• **Material provided**:

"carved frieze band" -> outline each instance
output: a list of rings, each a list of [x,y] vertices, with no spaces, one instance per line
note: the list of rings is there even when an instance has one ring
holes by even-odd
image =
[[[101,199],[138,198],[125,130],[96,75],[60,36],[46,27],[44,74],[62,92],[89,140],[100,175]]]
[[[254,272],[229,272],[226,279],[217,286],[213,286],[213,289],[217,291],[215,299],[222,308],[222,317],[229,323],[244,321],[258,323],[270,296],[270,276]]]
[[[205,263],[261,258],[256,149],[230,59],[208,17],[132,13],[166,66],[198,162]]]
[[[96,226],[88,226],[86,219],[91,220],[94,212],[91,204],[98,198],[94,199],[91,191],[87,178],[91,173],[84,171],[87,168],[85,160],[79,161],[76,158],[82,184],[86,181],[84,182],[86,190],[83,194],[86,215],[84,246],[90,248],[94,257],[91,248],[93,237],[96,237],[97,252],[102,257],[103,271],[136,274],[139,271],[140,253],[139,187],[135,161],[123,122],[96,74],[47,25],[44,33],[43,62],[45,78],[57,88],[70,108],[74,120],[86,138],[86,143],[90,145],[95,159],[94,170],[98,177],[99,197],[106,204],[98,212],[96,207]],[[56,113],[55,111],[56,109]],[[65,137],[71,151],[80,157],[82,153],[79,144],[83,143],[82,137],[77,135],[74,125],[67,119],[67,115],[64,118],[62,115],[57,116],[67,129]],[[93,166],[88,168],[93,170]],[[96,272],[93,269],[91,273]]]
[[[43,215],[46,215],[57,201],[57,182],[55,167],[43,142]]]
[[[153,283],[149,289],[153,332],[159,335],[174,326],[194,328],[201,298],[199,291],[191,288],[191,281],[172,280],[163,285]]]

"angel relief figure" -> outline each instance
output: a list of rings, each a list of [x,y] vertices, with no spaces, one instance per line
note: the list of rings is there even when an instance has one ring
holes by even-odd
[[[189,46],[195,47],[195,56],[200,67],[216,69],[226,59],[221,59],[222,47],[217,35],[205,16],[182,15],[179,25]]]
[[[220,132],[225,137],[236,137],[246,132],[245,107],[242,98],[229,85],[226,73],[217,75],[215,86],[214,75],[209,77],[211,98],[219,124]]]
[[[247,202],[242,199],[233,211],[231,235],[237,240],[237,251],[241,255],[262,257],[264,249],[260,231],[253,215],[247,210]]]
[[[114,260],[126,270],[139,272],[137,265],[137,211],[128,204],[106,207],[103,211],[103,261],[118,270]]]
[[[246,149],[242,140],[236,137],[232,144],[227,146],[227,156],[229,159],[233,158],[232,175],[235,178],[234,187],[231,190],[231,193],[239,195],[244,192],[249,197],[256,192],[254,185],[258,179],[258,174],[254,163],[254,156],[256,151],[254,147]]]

• **Exercise goal**: Which lines above contain the string "outline", with case counting? Pull out each one and copy it in full.

• **Correct response**:
"carved frieze band" -> outline each instance
"angel relief figure" -> outline each instance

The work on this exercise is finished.